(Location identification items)
** start **
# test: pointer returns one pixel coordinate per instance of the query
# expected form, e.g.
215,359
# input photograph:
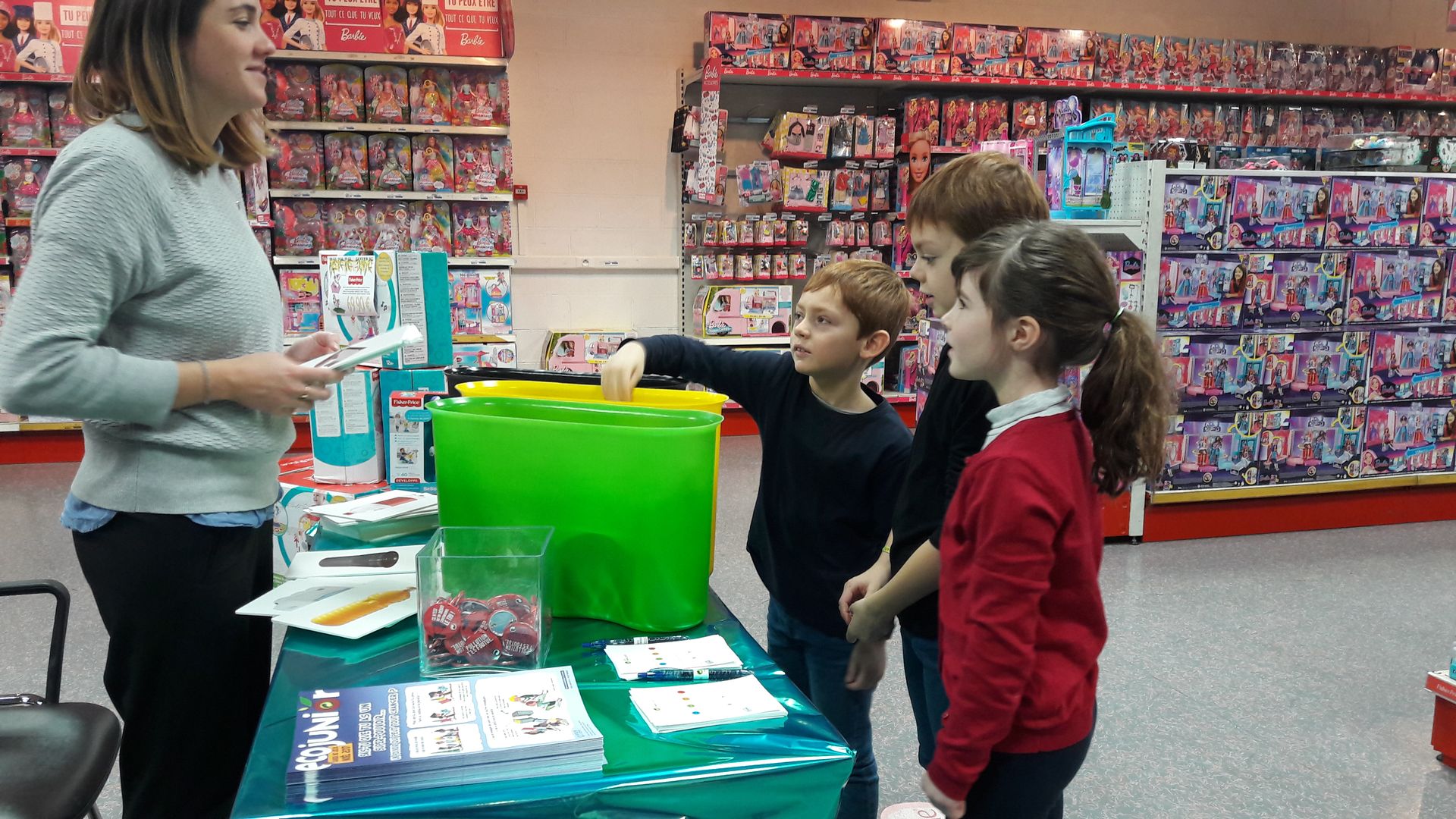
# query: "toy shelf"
425,60
47,79
453,261
783,76
413,196
389,129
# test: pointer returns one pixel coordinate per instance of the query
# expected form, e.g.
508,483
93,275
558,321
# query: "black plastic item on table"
455,376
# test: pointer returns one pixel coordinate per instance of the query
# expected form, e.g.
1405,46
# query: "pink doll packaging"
297,228
992,118
19,249
389,162
386,93
297,164
1206,290
1324,444
28,117
987,52
341,93
435,164
832,44
1397,286
293,93
347,226
1279,213
302,303
389,224
22,184
747,41
484,165
66,123
430,96
1296,292
481,98
1410,365
1373,212
1408,439
430,228
346,158
1439,223
912,47
482,229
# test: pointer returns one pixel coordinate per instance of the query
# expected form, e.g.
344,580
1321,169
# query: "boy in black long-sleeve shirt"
833,458
956,206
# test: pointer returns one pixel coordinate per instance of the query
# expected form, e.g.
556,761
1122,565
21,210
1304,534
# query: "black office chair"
55,757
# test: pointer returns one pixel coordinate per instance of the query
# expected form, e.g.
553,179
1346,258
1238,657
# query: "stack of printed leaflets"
436,733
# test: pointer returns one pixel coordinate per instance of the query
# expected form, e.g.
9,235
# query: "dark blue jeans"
816,664
928,698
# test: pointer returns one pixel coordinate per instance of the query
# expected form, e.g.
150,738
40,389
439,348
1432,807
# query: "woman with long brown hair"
150,312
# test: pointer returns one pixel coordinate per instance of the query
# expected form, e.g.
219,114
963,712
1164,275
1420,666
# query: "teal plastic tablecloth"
781,768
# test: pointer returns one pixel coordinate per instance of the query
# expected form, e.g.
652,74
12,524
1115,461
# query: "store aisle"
1260,676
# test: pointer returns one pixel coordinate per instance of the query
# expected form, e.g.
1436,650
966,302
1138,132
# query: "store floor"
1254,676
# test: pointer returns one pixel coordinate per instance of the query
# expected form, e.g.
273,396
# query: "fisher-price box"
582,350
299,493
410,442
742,312
410,287
347,431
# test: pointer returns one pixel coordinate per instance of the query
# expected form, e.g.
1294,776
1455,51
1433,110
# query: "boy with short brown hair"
833,457
956,206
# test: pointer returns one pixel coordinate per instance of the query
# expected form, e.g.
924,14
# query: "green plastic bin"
628,488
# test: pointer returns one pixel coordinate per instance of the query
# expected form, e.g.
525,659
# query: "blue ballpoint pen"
680,675
632,642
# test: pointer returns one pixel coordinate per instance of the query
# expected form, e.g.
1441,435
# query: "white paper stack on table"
344,592
705,704
711,651
440,733
379,516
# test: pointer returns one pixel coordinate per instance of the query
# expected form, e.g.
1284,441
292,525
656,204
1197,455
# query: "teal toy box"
366,295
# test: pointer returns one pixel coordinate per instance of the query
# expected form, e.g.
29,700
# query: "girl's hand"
271,382
952,808
867,623
867,667
312,347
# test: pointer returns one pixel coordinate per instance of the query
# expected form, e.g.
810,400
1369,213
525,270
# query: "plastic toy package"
1375,212
1411,365
1196,213
430,228
482,229
297,164
347,162
482,98
484,165
1206,290
430,96
1298,290
299,228
1408,439
389,224
293,93
1397,286
435,164
341,91
386,93
389,162
1279,213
** end **
Can you restate all the records above word for word while dropping the pictures?

▶ **REPLY**
# test: pointer returns one pixel coordinate per instance of the query
# expected form, e.g.
215,359
# input photograph:
# query: "toy shelf"
425,60
47,79
453,261
783,76
413,196
389,129
# test: pointer returns one pixel coordinate per instance of the query
# expected form, e.g.
508,483
93,275
558,321
# query: "black plastic item on table"
455,376
# test: pointer returns one pixel coordinate per instance of the query
# expected form, e.g.
1405,46
# query: "pink doll packaging"
297,228
992,118
19,249
389,162
386,93
297,164
1206,290
1324,444
28,117
987,52
341,93
435,164
832,44
1397,286
293,93
347,226
1279,213
302,303
389,224
22,184
747,41
484,165
66,123
430,96
1296,292
481,98
1410,365
1373,212
1408,439
430,228
346,158
1439,223
912,47
482,229
# test: pointer returns one pixel coordinate per instance of the query
# expected form, e.g.
344,580
1321,169
# query: "boy in black long-sleeve shirt"
833,458
956,206
# test: pointer returns one pixel coordinate per instance of the query
# expected form, e.g.
556,761
1122,565
21,210
1304,534
# query: "black office chair"
55,757
# test: pointer returns one pixel coordinate per instance of the query
# expected form, e.g.
553,179
1346,258
1238,657
# query: "stack of printed leaflets"
436,733
# test: pointer returns one pixel coordinate per instance of the query
# expected form, e.g.
9,235
# query: "dark blue jeans"
816,664
928,698
# test: pointer returns one pixel coordinate per instance of the query
# expected form, e.g.
150,738
40,389
439,348
1432,807
# query: "woman with long brown hair"
150,312
# test: pointer returns one pixel coordinate per instance of the query
# expected form, e.g.
219,114
963,712
1164,275
1420,666
# query: "teal plastic tablecloth"
781,768
# test: pointer returns one pixel coordinate per instance of the query
# expected form, e.g.
652,74
12,524
1115,461
# query: "store aisle"
1260,676
# test: pointer returns one pixel coordinate per instance of the query
# expected form, e.g.
1436,650
966,302
1138,132
# query: "store floor"
1254,676
# test: pointer returns one pixel coordinate per instance of the query
# expected form, e.g.
273,396
# query: "fisher-price box"
582,350
299,493
410,442
742,312
410,287
347,431
# test: pointer returns one pixel coordinate per instance of the query
# expected form, e.g.
1294,776
1455,51
1433,110
# query: "boy with short brown hair"
833,457
956,206
# test: pointer returns one pixel coordinate per instance of the query
# expected form, e.g.
924,14
# query: "green plastic bin"
628,488
# test: pointer returns one pixel coordinate per instance of the query
# expected form, e.g.
525,659
# query: "blue ballpoint pen"
680,675
632,642
# test: pointer returns one pixel coordinate per instance of the query
# expected form, e.g.
1441,435
# query: "white paper stack on table"
344,592
705,704
711,651
440,733
379,516
# test: pointer returns one pixel coordinate per instance of the query
# expected form, e.g.
1284,441
292,525
656,204
1197,455
# query: "teal toy box"
366,295
# test: pointer returns one pixel coordinate per instance of the query
# expected form, e.g.
29,700
# query: "girl's hand"
271,382
952,808
867,623
867,667
312,347
# test: pointer returns one pixel coordinate per instance of the query
# expected form, e.g.
810,400
1369,213
525,270
# query: "plastic toy package"
1375,212
1411,365
1196,213
430,228
482,229
297,164
347,162
482,98
484,165
1206,290
430,96
1298,290
299,228
1408,439
389,224
293,93
1397,286
435,164
341,91
386,93
389,162
1279,213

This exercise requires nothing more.